Exercise objective: Each record listed below is to be output exactly as written.

[Records from a data collection]
· · ·
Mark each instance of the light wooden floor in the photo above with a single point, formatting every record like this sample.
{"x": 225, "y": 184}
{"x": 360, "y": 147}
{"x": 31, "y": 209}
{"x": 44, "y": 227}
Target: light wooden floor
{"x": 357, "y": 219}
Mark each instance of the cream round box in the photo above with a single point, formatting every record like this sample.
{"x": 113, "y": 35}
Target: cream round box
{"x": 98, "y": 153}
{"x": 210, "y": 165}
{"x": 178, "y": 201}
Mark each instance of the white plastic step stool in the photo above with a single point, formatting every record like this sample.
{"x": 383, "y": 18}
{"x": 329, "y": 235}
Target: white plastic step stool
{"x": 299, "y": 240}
· · ·
Expected answer:
Mark each instance of the light wooden floor in the photo above with a single point, formatting every record like this sample.
{"x": 225, "y": 184}
{"x": 360, "y": 147}
{"x": 31, "y": 209}
{"x": 44, "y": 227}
Target: light wooden floor
{"x": 357, "y": 219}
Mark each instance of the cream round box in the photo above with a single point, formatting every record like this sample.
{"x": 113, "y": 35}
Target: cream round box
{"x": 98, "y": 153}
{"x": 210, "y": 165}
{"x": 178, "y": 201}
Mark each instance of the white plastic step stool in the photo above with a single point, formatting every record like this sample.
{"x": 383, "y": 18}
{"x": 329, "y": 235}
Target: white plastic step stool
{"x": 299, "y": 240}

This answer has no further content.